- [WRITTEN PROBLEM] Render the material below as a JSON list of strings, one string per line and blank lines omitted, from its first line up to and including the line containing "x=823 y=475".

- [DATASET EXCERPTS]
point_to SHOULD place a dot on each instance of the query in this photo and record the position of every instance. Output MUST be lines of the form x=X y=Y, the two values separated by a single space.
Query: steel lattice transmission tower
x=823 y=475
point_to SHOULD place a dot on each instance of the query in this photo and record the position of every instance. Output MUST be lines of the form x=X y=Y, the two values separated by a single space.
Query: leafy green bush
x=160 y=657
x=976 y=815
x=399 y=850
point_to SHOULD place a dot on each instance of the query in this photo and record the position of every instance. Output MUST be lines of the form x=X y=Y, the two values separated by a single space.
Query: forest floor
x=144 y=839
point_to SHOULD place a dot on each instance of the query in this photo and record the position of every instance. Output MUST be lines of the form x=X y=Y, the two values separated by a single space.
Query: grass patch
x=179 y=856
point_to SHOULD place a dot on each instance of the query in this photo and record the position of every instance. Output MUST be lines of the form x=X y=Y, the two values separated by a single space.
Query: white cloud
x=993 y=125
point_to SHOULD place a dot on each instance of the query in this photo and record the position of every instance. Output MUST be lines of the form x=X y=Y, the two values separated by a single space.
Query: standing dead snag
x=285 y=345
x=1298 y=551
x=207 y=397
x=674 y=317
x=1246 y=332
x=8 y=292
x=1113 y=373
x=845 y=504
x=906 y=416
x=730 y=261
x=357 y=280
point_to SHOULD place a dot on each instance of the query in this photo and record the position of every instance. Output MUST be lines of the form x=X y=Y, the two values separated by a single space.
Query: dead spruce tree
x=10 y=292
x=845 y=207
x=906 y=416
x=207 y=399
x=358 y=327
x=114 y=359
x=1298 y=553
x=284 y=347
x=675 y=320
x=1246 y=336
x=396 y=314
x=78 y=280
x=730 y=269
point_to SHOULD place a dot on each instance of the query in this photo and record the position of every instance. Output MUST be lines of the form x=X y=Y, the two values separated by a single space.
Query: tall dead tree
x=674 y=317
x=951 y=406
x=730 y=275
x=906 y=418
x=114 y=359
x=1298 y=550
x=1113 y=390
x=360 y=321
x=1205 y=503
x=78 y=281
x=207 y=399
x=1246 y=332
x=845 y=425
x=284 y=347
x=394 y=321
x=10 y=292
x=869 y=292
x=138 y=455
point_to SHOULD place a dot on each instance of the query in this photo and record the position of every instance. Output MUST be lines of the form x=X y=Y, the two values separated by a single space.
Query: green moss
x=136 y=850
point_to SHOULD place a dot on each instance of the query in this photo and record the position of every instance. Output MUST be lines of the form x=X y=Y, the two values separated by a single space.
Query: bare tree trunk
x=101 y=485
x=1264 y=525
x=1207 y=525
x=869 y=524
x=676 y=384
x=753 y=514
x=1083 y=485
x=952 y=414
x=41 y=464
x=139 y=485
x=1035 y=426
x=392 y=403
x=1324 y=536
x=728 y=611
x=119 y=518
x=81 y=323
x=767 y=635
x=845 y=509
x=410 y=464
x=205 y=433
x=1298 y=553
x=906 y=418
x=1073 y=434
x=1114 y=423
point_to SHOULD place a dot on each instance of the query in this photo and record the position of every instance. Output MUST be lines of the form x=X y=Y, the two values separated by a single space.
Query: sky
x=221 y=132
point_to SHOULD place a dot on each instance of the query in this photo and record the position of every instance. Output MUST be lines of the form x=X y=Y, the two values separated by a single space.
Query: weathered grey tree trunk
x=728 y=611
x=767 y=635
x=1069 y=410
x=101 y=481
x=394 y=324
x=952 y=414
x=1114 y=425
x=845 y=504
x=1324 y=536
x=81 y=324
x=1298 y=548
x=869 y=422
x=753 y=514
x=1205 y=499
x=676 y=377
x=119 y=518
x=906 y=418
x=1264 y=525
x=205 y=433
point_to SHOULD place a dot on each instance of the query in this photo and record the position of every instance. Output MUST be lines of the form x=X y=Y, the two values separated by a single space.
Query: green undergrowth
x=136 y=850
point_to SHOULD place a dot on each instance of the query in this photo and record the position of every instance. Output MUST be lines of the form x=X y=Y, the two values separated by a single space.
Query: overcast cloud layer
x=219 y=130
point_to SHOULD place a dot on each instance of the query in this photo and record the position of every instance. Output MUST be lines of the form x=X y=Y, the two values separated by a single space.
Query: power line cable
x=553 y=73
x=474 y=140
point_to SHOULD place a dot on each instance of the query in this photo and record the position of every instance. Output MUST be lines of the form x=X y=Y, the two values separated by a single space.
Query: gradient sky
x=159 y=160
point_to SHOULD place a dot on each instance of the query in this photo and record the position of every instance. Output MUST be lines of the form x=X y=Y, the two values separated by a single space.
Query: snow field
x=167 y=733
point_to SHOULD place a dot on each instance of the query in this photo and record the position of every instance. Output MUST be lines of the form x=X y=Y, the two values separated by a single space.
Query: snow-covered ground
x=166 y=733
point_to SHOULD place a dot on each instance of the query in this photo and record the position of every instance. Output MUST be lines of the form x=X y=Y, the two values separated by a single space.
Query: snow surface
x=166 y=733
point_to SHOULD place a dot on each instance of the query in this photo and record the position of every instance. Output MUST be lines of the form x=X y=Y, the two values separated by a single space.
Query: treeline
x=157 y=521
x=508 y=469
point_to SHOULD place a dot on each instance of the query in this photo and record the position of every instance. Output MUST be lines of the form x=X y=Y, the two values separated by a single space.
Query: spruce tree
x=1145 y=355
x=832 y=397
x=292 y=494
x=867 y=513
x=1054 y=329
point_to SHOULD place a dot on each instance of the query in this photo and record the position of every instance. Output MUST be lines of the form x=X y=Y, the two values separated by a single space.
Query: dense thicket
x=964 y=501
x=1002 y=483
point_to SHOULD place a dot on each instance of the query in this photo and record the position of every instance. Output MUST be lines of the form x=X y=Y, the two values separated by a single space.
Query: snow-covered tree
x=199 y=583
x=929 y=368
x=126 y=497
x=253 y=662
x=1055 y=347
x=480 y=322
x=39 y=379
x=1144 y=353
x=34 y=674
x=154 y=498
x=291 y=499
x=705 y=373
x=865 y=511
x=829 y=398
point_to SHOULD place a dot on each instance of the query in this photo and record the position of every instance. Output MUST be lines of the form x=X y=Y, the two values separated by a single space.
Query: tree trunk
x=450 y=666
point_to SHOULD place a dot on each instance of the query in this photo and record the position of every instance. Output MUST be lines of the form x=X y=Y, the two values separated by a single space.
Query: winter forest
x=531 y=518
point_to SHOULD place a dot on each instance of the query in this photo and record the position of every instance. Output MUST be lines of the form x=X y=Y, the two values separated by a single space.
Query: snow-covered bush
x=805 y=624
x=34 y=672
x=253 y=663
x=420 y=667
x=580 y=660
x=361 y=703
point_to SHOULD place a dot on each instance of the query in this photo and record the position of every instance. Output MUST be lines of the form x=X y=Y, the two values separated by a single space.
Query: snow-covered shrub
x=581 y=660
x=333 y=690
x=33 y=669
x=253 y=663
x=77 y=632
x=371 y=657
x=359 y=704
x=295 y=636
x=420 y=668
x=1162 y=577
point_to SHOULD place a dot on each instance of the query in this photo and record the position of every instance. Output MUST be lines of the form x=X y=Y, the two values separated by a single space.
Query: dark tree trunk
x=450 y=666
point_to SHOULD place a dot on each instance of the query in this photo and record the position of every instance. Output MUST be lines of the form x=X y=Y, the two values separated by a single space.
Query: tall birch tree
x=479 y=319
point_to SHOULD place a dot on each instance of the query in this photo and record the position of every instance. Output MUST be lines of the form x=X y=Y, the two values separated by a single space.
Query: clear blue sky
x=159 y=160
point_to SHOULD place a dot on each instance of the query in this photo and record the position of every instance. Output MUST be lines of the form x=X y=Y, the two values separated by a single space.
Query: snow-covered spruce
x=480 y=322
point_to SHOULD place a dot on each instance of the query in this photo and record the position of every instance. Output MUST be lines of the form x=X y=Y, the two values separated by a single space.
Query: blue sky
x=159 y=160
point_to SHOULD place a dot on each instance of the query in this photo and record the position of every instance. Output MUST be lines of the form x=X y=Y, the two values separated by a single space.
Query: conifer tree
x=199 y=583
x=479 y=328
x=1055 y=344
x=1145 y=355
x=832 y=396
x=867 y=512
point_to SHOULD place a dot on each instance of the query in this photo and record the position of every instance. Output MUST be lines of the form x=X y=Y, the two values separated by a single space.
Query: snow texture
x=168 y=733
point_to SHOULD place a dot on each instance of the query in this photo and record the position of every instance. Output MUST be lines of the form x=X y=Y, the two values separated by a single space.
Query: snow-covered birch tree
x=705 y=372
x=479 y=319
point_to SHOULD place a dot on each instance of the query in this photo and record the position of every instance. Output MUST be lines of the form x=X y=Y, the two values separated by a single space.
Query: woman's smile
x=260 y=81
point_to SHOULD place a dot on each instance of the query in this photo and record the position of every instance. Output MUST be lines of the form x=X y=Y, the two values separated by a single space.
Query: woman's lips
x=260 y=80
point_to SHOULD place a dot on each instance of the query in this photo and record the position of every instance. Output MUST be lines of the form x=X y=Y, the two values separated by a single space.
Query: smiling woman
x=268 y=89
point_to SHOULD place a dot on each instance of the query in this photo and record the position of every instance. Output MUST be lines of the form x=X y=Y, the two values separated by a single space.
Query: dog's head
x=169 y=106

- [SOLUTION TO THIS EXERCISE]
[
  "point_to SHOULD place a dot on each instance of the query in this photo and record the position of every instance. Output MUST be lines of the form x=X y=Y, the two values separated by a single space.",
  "Query: steel lattice transmission tower",
  "x=823 y=475"
]